→ EXERCISE PROMPT
Reproduce every line of the part that opens with the line containing "ceiling fan blade?" and closes with the line containing "104 0 L 103", both included. Scale only the coordinates in the answer outlines by 0.9 and round each to a whole number, with halves going up.

→ WORKING DATA
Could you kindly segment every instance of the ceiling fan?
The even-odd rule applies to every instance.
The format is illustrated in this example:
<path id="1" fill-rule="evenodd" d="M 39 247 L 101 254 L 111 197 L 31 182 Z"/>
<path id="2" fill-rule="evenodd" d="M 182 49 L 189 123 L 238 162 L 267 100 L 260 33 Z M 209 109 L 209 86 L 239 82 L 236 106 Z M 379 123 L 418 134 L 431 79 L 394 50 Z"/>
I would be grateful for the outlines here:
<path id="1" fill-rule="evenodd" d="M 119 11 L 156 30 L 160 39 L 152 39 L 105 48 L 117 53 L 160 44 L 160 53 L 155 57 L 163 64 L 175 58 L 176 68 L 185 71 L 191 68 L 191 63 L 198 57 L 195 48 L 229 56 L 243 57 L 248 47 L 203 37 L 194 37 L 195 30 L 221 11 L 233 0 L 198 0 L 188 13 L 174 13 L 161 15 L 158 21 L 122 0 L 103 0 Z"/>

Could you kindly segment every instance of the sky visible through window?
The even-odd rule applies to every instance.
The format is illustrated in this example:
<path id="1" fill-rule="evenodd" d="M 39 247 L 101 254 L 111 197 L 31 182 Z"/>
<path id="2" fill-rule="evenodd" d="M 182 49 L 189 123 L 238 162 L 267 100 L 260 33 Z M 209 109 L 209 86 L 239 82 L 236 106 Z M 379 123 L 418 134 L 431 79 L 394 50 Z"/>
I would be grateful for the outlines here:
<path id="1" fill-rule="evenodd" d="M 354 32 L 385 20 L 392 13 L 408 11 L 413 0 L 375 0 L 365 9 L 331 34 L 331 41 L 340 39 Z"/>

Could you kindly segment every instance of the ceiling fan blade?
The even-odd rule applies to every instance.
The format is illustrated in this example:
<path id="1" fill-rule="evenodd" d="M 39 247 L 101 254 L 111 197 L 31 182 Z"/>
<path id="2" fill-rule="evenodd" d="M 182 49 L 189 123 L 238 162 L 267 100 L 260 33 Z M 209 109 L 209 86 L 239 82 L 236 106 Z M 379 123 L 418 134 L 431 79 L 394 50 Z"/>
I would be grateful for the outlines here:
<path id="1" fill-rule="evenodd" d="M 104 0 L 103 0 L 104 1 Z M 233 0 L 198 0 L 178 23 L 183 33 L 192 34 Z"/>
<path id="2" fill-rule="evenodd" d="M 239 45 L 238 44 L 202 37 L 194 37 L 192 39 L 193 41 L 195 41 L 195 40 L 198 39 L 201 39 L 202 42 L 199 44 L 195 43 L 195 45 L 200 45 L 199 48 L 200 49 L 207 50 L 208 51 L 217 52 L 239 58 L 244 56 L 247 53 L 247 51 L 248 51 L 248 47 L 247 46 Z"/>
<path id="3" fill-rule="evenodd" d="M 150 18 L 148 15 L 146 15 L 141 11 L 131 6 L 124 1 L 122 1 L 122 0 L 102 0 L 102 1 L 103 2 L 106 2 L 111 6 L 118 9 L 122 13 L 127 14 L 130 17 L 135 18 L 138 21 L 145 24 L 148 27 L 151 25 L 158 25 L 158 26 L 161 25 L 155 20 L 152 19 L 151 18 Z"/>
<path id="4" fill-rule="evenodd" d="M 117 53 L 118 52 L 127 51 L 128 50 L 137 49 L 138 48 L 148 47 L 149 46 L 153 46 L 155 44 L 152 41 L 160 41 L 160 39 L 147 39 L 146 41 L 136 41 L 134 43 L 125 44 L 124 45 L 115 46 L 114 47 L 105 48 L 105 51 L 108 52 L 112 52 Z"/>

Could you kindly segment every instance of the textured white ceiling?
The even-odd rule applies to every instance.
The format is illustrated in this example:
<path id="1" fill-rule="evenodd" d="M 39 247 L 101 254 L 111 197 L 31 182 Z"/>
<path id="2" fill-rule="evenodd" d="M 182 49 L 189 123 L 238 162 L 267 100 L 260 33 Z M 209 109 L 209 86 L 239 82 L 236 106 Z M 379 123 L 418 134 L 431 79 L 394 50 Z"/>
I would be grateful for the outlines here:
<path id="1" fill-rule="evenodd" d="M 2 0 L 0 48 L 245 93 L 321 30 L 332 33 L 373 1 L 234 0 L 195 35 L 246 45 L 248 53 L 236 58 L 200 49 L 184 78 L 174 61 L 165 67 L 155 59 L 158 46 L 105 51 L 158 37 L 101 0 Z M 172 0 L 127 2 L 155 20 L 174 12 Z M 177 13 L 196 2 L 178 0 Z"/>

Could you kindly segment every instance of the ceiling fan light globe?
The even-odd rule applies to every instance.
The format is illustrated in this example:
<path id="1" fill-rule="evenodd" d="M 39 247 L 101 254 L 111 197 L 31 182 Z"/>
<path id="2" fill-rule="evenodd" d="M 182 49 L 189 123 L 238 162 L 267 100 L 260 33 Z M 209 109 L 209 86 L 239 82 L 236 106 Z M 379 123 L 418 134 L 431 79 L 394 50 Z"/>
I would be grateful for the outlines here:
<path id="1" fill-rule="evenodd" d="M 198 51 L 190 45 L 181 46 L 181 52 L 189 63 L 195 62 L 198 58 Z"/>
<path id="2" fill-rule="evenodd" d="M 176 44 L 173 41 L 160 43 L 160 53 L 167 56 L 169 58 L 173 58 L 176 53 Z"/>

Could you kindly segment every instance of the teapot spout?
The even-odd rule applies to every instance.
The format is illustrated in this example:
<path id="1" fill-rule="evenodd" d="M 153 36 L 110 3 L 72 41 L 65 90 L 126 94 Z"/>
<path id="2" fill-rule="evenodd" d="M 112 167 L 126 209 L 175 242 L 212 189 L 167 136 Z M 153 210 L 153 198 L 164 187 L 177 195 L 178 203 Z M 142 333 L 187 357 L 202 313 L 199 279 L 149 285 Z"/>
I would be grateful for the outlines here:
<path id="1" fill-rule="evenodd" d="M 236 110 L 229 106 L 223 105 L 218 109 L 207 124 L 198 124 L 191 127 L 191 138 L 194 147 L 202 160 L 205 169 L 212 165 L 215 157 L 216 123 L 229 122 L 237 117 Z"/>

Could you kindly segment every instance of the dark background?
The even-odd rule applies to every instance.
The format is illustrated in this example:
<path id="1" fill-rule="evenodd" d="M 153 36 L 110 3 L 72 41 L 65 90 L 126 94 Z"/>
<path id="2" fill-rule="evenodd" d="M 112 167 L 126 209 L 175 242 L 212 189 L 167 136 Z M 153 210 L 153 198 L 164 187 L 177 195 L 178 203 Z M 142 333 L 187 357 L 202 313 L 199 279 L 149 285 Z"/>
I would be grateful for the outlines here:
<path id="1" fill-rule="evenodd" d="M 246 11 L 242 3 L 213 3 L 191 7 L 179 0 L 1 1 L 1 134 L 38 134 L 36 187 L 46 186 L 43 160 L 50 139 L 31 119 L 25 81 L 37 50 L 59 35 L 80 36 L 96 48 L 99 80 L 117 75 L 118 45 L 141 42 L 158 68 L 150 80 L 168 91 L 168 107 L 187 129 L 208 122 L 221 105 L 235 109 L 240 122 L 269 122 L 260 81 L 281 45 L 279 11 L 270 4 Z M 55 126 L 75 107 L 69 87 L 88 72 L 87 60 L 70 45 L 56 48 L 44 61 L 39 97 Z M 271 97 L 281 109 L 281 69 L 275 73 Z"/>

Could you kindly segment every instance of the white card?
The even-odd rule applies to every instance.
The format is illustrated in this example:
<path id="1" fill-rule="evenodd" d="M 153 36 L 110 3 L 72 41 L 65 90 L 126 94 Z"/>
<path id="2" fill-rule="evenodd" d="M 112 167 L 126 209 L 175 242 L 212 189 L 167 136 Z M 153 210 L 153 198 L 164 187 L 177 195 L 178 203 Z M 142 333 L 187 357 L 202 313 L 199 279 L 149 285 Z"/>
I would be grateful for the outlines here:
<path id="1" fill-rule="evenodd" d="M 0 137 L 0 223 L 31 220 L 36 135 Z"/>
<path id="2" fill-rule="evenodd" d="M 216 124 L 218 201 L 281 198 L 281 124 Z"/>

→ TASK RESULT
Could you kindly segment every instance of the ceiling fan blade?
The even-odd rule applies to every instance.
The format is illustrated in this example:
<path id="1" fill-rule="evenodd" d="M 39 247 L 101 254 L 111 197 L 31 182 Z"/>
<path id="2" fill-rule="evenodd" d="M 182 49 L 189 123 L 238 162 L 267 100 L 260 33 Z M 209 109 L 209 86 L 239 82 L 236 106 Z M 379 123 L 418 134 L 431 79 L 394 50 Z"/>
I would be grateful for the outlines here:
<path id="1" fill-rule="evenodd" d="M 94 0 L 93 0 L 94 1 Z M 210 0 L 178 0 L 160 21 L 165 30 L 173 31 Z"/>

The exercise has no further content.